• **Aim of the exercise**: Select all lines in the records that include "building".

[Source records]
■ ■ ■ ■ ■
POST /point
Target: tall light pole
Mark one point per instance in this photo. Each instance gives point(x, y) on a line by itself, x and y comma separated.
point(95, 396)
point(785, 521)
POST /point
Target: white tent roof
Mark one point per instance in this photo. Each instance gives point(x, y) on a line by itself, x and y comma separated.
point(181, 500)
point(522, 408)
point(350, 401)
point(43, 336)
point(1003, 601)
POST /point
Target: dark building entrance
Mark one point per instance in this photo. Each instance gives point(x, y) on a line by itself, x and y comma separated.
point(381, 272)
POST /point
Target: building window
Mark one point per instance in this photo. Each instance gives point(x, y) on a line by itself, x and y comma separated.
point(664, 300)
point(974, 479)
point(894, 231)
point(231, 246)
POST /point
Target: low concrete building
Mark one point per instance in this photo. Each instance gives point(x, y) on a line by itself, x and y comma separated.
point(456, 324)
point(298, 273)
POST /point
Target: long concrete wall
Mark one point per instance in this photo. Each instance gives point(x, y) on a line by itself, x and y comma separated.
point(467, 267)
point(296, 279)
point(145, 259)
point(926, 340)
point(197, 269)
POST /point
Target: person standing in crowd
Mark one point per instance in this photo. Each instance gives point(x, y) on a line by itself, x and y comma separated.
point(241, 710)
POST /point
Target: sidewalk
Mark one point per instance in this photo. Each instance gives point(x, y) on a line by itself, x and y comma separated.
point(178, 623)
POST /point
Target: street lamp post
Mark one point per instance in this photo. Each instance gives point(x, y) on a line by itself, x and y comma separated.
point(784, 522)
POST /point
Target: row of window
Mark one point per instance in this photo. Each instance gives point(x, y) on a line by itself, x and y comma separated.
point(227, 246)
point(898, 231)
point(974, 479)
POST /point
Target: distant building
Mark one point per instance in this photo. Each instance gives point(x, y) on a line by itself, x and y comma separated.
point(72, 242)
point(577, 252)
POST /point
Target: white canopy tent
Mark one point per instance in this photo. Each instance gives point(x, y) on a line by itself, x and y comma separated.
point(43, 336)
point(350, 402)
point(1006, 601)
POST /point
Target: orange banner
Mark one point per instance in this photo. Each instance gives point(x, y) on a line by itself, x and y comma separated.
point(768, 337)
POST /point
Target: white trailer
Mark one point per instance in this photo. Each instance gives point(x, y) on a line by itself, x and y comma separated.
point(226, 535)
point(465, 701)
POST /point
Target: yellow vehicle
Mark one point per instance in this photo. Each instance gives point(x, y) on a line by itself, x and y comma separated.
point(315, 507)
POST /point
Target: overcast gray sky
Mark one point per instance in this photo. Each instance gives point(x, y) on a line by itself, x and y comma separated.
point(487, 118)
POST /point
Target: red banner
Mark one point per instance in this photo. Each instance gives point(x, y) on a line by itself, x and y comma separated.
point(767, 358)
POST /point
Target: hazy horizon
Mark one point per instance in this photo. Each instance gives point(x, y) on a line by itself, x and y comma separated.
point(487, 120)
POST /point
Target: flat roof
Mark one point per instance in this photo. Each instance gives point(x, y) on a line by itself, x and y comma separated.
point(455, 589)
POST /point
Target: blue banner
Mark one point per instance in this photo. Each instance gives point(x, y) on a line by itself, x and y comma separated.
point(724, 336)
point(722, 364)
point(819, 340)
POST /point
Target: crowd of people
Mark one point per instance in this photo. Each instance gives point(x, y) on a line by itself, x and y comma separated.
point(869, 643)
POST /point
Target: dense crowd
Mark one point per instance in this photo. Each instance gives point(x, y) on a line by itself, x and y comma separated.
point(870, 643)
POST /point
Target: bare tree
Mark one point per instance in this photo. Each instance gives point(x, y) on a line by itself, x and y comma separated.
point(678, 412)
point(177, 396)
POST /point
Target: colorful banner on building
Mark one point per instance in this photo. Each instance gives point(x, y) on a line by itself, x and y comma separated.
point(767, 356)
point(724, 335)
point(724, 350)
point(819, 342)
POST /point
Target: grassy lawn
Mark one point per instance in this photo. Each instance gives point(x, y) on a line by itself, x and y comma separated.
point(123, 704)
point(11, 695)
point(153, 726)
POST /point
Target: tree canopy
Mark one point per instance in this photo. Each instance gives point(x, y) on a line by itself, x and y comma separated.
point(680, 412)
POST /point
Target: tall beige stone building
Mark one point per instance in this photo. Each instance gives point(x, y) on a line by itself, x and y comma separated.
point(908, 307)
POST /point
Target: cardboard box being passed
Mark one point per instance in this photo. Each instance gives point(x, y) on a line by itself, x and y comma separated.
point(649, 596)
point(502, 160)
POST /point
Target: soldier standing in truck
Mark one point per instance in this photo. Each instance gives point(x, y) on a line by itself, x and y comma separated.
■ ■ ■ ■ ■
• **Result of the task**:
Target: dark building entrance
Target: building window
Target: low concrete building
Target: distant building
Target: colorful banner on building
Target: tall beige stone building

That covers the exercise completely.